> **TRY IT**: Rewrite the records below, replacing every occurrence of "positive clicks" with "foreground clicks" and leaving everything else unchanged.

> **RECORDED INFORMATION**:
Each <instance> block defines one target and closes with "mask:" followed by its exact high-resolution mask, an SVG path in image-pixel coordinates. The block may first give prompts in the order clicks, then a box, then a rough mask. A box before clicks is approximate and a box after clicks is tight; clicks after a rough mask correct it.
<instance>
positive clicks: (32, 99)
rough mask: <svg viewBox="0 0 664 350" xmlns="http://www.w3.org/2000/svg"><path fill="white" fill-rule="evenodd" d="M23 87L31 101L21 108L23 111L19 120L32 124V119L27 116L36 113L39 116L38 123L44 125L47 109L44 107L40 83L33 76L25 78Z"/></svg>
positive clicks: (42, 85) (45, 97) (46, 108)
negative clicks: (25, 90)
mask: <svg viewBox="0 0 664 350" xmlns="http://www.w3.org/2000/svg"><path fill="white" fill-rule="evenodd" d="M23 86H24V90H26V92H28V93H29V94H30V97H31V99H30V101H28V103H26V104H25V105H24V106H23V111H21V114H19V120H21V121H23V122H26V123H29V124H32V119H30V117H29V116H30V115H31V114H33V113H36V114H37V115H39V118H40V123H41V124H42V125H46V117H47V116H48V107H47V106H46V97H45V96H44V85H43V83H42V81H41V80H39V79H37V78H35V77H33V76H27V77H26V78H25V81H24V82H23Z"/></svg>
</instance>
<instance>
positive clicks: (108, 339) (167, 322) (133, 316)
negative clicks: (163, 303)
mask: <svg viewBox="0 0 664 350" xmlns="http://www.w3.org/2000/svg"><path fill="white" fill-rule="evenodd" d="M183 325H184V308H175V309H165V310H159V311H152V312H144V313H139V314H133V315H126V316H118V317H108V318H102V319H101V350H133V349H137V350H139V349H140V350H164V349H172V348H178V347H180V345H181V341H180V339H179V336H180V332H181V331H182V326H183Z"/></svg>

> **RESPONSE BELOW**:
Each <instance> block defines one target and closes with "mask:" followed by its exact high-resolution mask, an SVG path in image-pixel coordinates. The block may first give prompts in the order clicks, then a box, then a rough mask. A box before clicks is approximate and a box after clicks is tight; clicks after a rough mask correct it.
<instance>
foreground clicks: (32, 99)
rough mask: <svg viewBox="0 0 664 350" xmlns="http://www.w3.org/2000/svg"><path fill="white" fill-rule="evenodd" d="M23 87L31 101L21 108L23 111L19 120L32 124V119L27 116L36 113L39 116L38 123L44 125L47 109L44 107L40 83L33 76L25 78Z"/></svg>
foreground clicks: (42, 85) (45, 97) (46, 108)
negative clicks: (25, 90)
mask: <svg viewBox="0 0 664 350" xmlns="http://www.w3.org/2000/svg"><path fill="white" fill-rule="evenodd" d="M23 86H24V90H26V92H28V93H29V94H30V97H31V99H30V101H28V103H26V104H25V105H24V106H23V111H21V114H19V120H21V121H23V122H26V123H29V124H32V119H30V117H29V116H30V115H31V114H33V113H36V114H37V115H39V118H40V123H41V124H42V125H46V117H47V116H48V107H47V106H46V97H45V96H44V85H43V83H42V81H41V80H39V79H37V78H35V77H33V76H27V77H26V78H25V81H24V82H23Z"/></svg>
</instance>
<instance>
foreground clicks: (108, 339) (167, 322) (133, 316)
negative clicks: (163, 303)
mask: <svg viewBox="0 0 664 350" xmlns="http://www.w3.org/2000/svg"><path fill="white" fill-rule="evenodd" d="M183 325H184V308H175V309H165V310H159V311H152V312H144V313H139V314H133V315H126V316H118V317H108V318H102V319H101V350H133V349H137V350H139V349H140V350H164V349H172V348H178V347H180V345H181V341H180V339H179V336H180V332H181V331H182V326H183Z"/></svg>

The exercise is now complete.